## What you have to do
Please reproduce the listing below with every instance of "innermost point" changed to "central point", leaving everything else as it is.

::: Records for this task

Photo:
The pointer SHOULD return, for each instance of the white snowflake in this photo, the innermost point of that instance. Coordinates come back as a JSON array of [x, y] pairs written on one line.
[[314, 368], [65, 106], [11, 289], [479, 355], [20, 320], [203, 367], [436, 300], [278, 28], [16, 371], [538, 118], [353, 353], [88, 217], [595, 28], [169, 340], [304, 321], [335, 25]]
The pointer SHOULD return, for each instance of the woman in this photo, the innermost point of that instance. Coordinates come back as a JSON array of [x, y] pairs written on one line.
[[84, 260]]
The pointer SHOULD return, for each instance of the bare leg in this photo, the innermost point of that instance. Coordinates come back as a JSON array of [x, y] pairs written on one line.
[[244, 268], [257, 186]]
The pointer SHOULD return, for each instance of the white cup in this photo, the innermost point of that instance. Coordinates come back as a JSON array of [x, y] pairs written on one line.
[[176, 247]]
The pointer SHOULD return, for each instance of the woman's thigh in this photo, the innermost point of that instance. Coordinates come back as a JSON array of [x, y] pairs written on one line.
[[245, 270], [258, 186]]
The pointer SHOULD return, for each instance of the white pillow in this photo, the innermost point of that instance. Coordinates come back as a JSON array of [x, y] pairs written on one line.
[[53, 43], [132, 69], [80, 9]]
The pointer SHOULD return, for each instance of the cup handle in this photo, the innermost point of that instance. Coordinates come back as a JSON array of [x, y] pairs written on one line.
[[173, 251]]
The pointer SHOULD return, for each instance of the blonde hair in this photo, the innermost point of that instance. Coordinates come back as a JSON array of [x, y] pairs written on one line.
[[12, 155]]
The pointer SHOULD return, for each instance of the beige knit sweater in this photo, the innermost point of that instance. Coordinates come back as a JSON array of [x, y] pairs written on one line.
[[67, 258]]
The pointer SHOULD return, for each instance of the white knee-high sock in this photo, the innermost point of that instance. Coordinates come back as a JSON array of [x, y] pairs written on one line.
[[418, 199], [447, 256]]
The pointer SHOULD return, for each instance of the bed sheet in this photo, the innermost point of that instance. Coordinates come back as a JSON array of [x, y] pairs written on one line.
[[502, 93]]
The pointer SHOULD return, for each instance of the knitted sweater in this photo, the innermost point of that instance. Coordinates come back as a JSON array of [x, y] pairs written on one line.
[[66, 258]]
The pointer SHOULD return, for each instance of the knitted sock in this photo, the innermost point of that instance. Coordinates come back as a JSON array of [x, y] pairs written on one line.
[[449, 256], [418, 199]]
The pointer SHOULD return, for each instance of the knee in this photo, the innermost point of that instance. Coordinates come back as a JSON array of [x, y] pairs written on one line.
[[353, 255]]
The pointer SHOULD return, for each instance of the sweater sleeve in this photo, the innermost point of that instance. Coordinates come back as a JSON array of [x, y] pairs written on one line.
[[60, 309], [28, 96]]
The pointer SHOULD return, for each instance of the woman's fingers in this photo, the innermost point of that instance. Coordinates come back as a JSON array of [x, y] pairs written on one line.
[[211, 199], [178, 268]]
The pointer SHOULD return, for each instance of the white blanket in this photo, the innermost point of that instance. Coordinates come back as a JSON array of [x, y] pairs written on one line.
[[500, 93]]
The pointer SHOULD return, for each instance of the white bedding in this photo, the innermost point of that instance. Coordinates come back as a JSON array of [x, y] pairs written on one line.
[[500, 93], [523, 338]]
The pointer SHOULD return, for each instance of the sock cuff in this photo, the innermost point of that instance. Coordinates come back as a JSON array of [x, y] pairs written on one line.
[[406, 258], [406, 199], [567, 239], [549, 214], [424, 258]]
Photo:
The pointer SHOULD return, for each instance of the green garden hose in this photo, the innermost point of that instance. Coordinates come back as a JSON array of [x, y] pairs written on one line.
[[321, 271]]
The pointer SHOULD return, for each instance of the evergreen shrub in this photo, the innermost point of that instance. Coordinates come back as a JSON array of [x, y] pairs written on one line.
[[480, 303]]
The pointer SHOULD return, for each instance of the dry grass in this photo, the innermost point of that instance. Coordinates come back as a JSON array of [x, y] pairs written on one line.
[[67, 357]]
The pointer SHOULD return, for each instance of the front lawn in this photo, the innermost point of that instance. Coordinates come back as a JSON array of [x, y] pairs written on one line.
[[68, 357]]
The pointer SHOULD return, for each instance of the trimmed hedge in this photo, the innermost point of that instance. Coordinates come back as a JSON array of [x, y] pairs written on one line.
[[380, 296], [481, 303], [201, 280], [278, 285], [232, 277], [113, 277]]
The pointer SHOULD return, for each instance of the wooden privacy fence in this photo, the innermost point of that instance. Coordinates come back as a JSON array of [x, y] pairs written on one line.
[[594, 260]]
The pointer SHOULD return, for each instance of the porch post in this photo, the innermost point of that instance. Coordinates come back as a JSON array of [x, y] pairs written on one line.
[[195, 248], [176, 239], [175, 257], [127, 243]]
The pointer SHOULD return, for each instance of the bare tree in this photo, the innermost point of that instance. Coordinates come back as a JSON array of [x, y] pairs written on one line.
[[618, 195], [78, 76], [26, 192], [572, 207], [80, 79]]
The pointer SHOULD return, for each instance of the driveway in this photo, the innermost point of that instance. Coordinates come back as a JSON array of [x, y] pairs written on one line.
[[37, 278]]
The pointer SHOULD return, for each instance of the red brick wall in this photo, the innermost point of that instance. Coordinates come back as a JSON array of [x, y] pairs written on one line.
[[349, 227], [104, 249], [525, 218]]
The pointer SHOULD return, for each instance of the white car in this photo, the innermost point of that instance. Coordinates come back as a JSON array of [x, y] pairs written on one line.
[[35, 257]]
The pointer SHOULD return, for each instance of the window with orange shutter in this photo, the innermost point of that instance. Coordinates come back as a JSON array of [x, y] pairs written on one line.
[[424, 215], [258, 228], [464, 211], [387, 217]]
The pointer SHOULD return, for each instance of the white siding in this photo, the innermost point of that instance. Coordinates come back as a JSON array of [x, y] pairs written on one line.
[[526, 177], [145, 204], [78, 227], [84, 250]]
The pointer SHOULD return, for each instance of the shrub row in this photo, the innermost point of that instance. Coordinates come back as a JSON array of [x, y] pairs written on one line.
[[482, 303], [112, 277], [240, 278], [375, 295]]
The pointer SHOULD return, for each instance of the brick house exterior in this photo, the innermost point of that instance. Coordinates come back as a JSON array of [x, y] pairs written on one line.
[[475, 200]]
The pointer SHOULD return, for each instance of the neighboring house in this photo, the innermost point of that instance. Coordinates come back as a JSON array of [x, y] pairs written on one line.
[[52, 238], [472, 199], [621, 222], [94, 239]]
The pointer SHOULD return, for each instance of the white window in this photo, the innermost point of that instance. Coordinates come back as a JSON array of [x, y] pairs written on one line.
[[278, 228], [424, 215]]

::::::

## Expected answer
Photo:
The pointer SHOULD return, for each instance of the white snowflake in this photo, the central point of that instance. Coordinates come back as a JSON array of [x, y] pairs written on one line.
[[314, 368], [65, 106], [11, 289], [479, 355], [20, 320], [203, 367], [436, 300], [278, 28], [16, 371], [538, 118], [353, 353], [88, 217], [595, 28], [169, 340], [304, 321], [335, 25]]
The pointer SHOULD return, for each instance of the woman in this photo, the central point of that instance. Coordinates come back as a JSON array of [x, y] pairs written on one line.
[[84, 260]]
The pointer SHOULD return, for each instance of the bare leg in this photo, the central point of that instance. Coordinates come back as a JSON array of [x, y] pairs written on one line.
[[244, 268], [257, 186]]
The pointer SHOULD return, for each instance of the white cup in this photo, the central point of that instance. Coordinates come back as a JSON array of [x, y] pairs written on one line.
[[176, 247]]
The pointer SHOULD return, for each instance of the woman's thigh in this photo, the central point of that instance. Coordinates come back as a JSON array of [x, y] pairs written on one line.
[[245, 270], [258, 186]]
The pointer SHOULD return, for each instance of the white pillow in this photo, the central point of that instance. Coordinates come back as a JSON array of [x, y] pairs written on one line.
[[53, 43], [132, 69], [80, 9]]
The pointer SHOULD return, for each instance of the cup handle in this photo, the central point of that instance. Coordinates come back as a JSON array of [x, y] pairs written on one line.
[[173, 251]]
The pointer SHOULD return, for each instance of the blonde hair in this photo, the central point of that instance. Coordinates come back as a JSON array of [x, y] pairs written on one line.
[[12, 155]]
The pointer SHOULD return, for each instance of the beige knit sweater in this photo, the central point of that instance. Coordinates come back as a JSON array of [x, y] pairs written on one line.
[[67, 258]]
The pointer SHOULD return, for each instance of the white knee-high sock in this photo, the central point of that instance. Coordinates come back as a JSON array of [x, y] pairs written on one line.
[[418, 199], [447, 256]]
The pointer SHOULD return, for each instance of the bed sheet in this photo, the central point of that instance. Coordinates come back as a JSON array of [x, y] pairs written on one line.
[[502, 93]]
The pointer SHOULD return, for each instance of the knitted sweater in this photo, the central point of that instance. Coordinates come back as a JSON array of [x, y] pairs written on one line.
[[66, 258]]
The pointer SHOULD return, for each instance of the knitted sock in this photo, the central point of that instance. Coordinates come back as a JSON array of [x, y] pairs written on one line.
[[449, 256], [418, 199]]
The pointer SHOULD return, for each instance of the knee in this photo, the central point of that instance. Coordinates come back as a JSON array of [x, y] pairs written on one line.
[[353, 255]]
The pointer SHOULD return, for each instance of the sweater sleeve in this photo, the central point of that instance. Coordinates come back as a JSON array of [x, y] pairs written on one line.
[[60, 309], [28, 96]]
The pointer SHOULD return, for each instance of the woman's fingers in this photo, the central point of that instance. Coordinates come back as a JSON array of [x, y] pairs written on one line.
[[211, 199], [178, 268]]
The pointer SHOULD return, for each instance of the white blanket in this photo, the central point of that instance. Coordinates come back as a JSON array of [x, y] pairs written on one line.
[[500, 93]]
The pointer SHOULD return, for each instance of the white bedding in this photo, the central point of that instance. Coordinates come back as a JSON array of [x, y] pairs written on one line.
[[500, 93], [523, 338]]
The pointer SHOULD return, for each instance of the sock cuff in this photo, the central point of that instance. Coordinates come back as a JSON array of [x, y] pairs written on one line.
[[406, 258], [406, 199], [567, 239], [549, 214], [424, 258]]
Photo:
The pointer SHOULD return, for each instance of the green garden hose in this photo, the central point of that instance. Coordinates come back as a JSON array of [x, y] pairs written on one line.
[[321, 271]]
The pointer SHOULD return, for each instance of the evergreen shrub in this photo, the central point of that instance. Coordinates come back as a JSON array of [x, y] pairs written on one line.
[[480, 303]]
The pointer SHOULD return, for each instance of the dry grass in this photo, the central point of that instance. Coordinates come back as a JSON array of [x, y] pairs written on one line.
[[67, 357]]
The pointer SHOULD return, for each instance of the front lawn in this photo, the central point of that instance. Coordinates come back as a JSON array of [x, y] pairs written on one line.
[[68, 357]]
The pointer SHOULD return, for each instance of the trimmed hedge in this photo, the central point of that instance. Coordinates come back as a JSON array of [x, y] pairs written on one line.
[[380, 296], [481, 303], [201, 280], [278, 285], [232, 277], [113, 277]]
The pointer SHOULD return, for each instance of the wooden privacy fence in this photo, the central point of that instance. Coordinates come back as a JSON array of [x, y] pairs written on one line.
[[594, 260]]
The pointer SHOULD return, for each instance of the porch post in this photo, the central point of that instance. Coordinates come back as a JSON array of [x, y] pairs written on one line.
[[195, 248], [176, 239], [175, 257], [127, 243]]
The pointer SHOULD return, for each instance of the bare tree in this photo, the central point of that instance. Coordinates come back as a JSON array of [x, y] pairs written on one line.
[[618, 195], [78, 76], [26, 192], [572, 207], [80, 79]]
The pointer SHOULD return, for each instance of the driveway in this photo, the central point of that instance. Coordinates come back as a JSON array of [x, y] pairs written on one line.
[[37, 278]]
The pointer SHOULD return, for each instance of the red brick wall in this photo, the central point of that instance. Coordinates come back as a JSON array of [x, y] pairs written on one line.
[[349, 227], [104, 249], [525, 218]]
The pointer SHOULD return, for each instance of the white car in this photo, the central point of that instance. Coordinates come back as a JSON array of [x, y] pairs written on one line.
[[35, 257]]
The pointer SHOULD return, for each instance of the window with orange shutter in this photo, the central point of that instance. Coordinates come back as a JSON array of [x, y] pairs written on one line.
[[424, 215], [258, 228], [464, 211], [387, 217]]
The pointer SHOULD return, for each instance of the white siding in this photo, the central point of that instance. Coordinates come back as a JSON array of [x, y] pairs written on one line.
[[526, 177], [145, 204], [78, 227], [84, 250]]
The pointer SHOULD return, for each instance of the shrub row in this photo, the central point of that instance. Coordinates come back as a JSON array of [x, y] pairs written on one line.
[[482, 303], [112, 277], [240, 278], [375, 295]]
The pointer SHOULD return, for each instance of the brick house exterior in this photo, the central point of that instance. Coordinates come back as a JSON array of [x, y] pairs written on one line.
[[475, 200]]
The pointer SHOULD return, for each instance of the neighboring house in this photo, the central point of that instance. Coordinates come back as a JSON array of [x, y] pairs written on one line.
[[52, 238], [472, 199], [621, 222], [94, 239]]
The pointer SHOULD return, for each instance of the white window in this photo, the central point of that instance. Coordinates come back as a JSON array of [x, y] pairs written on one line.
[[278, 228], [424, 215]]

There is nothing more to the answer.